> **Saved entries**:

·····

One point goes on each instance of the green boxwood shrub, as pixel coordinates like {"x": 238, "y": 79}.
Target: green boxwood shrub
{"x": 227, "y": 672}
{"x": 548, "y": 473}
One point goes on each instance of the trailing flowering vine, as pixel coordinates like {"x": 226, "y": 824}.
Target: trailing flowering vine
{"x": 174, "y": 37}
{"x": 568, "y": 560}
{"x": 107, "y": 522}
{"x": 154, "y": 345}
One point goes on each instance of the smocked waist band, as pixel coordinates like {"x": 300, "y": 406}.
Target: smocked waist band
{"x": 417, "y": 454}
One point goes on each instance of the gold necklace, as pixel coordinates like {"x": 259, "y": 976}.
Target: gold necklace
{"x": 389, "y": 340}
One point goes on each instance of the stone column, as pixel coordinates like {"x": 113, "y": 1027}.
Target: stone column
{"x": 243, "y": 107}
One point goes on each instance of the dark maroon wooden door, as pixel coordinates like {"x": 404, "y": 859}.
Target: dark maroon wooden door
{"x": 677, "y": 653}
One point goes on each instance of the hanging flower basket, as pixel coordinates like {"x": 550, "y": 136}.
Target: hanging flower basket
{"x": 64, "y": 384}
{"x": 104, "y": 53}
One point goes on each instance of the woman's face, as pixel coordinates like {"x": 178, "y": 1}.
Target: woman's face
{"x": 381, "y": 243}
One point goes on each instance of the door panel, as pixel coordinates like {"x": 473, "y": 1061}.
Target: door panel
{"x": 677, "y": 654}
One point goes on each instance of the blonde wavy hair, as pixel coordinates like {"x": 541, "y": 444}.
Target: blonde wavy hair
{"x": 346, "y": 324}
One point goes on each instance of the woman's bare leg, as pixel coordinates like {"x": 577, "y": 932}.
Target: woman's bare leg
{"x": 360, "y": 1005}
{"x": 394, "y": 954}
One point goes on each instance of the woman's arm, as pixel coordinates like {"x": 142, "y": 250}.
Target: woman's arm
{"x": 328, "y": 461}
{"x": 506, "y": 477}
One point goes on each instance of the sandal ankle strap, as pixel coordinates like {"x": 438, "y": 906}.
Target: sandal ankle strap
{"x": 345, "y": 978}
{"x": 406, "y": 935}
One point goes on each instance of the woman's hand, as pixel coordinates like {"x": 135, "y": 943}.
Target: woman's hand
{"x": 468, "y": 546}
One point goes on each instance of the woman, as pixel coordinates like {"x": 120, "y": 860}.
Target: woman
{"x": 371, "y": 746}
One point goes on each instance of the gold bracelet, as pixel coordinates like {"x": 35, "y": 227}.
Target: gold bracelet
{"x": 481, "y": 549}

·····

> **What needs to be done**:
Each record needs to be duplicated exactly as given.

> **Problem solution**:
One point goes on each instance of the green boxwood shrub, as pixel coordinates like {"x": 238, "y": 79}.
Target: green boxwood shrub
{"x": 227, "y": 672}
{"x": 548, "y": 473}
One point goes on each instance of the trailing flowering vine, as pixel coordinates like {"x": 226, "y": 824}.
Target: trailing flowering vine
{"x": 174, "y": 37}
{"x": 568, "y": 560}
{"x": 107, "y": 522}
{"x": 154, "y": 345}
One point goes on each instance of the smocked waist band, as pixel coordinates like {"x": 300, "y": 406}.
Target: smocked waist band
{"x": 417, "y": 454}
One point goes on each instance of the gold necklace, as pixel coordinates like {"x": 259, "y": 976}.
Target: gold necklace
{"x": 389, "y": 340}
One point goes on each instance of the stone column, as pixel coordinates like {"x": 113, "y": 1027}.
Target: stone column
{"x": 243, "y": 107}
One point goes on each instance of the dark maroon wooden door, as pixel coordinates like {"x": 404, "y": 859}.
Target: dark maroon wooden door
{"x": 677, "y": 653}
One point goes on each instance of the hanging flower basket, as pixel coordinates like {"x": 550, "y": 136}.
Target: hanging flower basket
{"x": 64, "y": 384}
{"x": 104, "y": 53}
One point goes on each instance of the woman's face, as pixel coordinates like {"x": 178, "y": 1}.
Target: woman's face
{"x": 381, "y": 243}
One point goes on each instance of the door panel, as pixel coordinates like {"x": 473, "y": 1061}.
Target: door panel
{"x": 677, "y": 654}
One point goes on each instance of the blonde wavy hair, as pixel coordinates like {"x": 541, "y": 444}.
Target: blonde wavy hair
{"x": 346, "y": 324}
One point goes on each instance of the woman's bare leg, as pixel coordinates like {"x": 577, "y": 932}.
Target: woman's bare leg
{"x": 360, "y": 1005}
{"x": 394, "y": 954}
One point goes on each instance of the woman's arm, as pixel coordinates like {"x": 142, "y": 250}.
Target: woman's arm
{"x": 328, "y": 461}
{"x": 506, "y": 477}
One point goes on each instance of the sandal ankle strap, as pixel coordinates like {"x": 438, "y": 906}.
Target: sandal ankle strap
{"x": 345, "y": 978}
{"x": 406, "y": 935}
One point goes on each instance of the woman's hand, as pixel coordinates like {"x": 135, "y": 943}.
Target: woman's hand
{"x": 468, "y": 546}
One point goes on each instance of the woman, as pixel coordinates like {"x": 120, "y": 860}.
Target: woman
{"x": 371, "y": 746}
One point goes on each instance of the gold bracelet, as pixel coordinates like {"x": 35, "y": 227}.
Target: gold bracelet
{"x": 481, "y": 549}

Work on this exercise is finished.